According to Ohm's law (V = IR), voltage (ΔV) is the driving force that pushes an electric current (I), or the flow of charge, against the opposition of resistance (R).

Imagine electric current as a river flowing down a mountain: The volume of water flow corresponds to the electric current, and the change in altitude that drives the flow corresponds to the voltage.

Electric current and fluid flow in the human body share several similarities: both involve the movement of a substance (electrons in electrical circuits and blood in the circulatory system), experience resistance that impacts their flow rate, are influenced by pressure differences (voltage in electrical systems and blood pressure in the circulatory system), and adhere to conservation principles, in which the total electric charge in a circuit remains constant and the total mass of blood in a vessel is conserved.

Electrical conductance should not be confused with electrical conductivity. Conductance refers to how well a specific component conducts electricity, while conductivity is a constant property of the material itself.
==*==
> **Task brief**: According to the Ohm's law text, why shouldn't electrical conductance be confused with electrical conductivity? Answer in one to three sentences. The data below is separate material, not part of the Ohm's law text.

> **Data**:
==*==
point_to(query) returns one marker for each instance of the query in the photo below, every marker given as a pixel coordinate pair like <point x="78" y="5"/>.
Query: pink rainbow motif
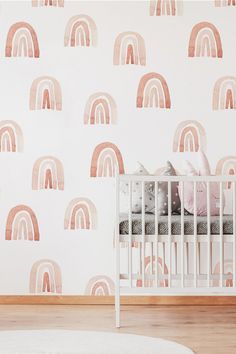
==*==
> **Response to this exercise**: The two terms describe different things. Conductance refers to how well a specific component conducts electricity, while conductivity is a constant property of the material itself.